* _Stated task_
Write out all of the material below again, leaving out the pictures, and shift each point coordinate in the answers up by 22. Every other line, sample coordinates included, stays as it is.

* _Records supplied_
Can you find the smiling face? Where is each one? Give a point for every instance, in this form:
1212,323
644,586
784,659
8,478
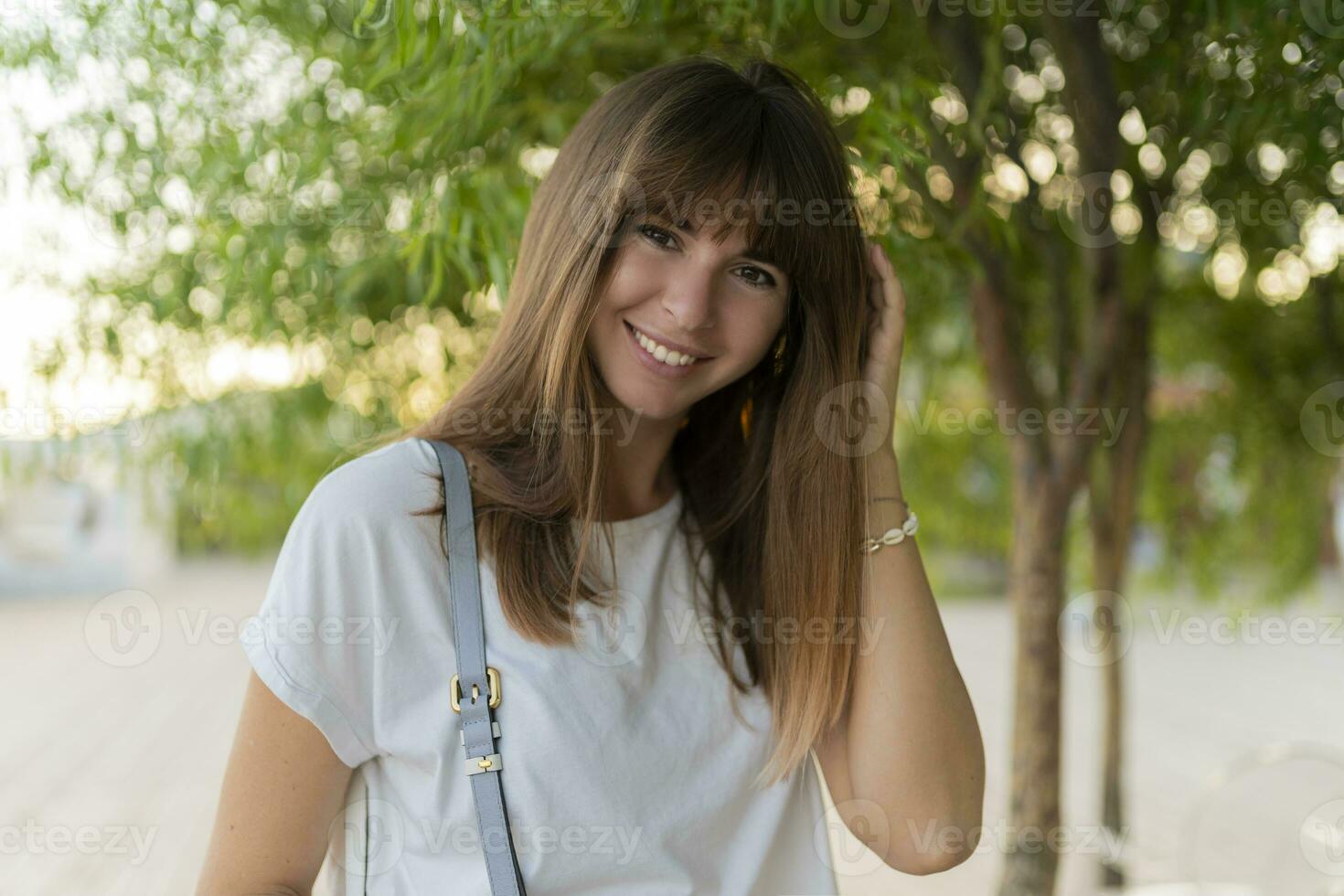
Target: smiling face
682,316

* _Result for this task_
Can you find the smiling face? Where is each one? Give a point for every instance, in this form:
1212,323
644,586
784,659
8,478
Target: smiling face
704,338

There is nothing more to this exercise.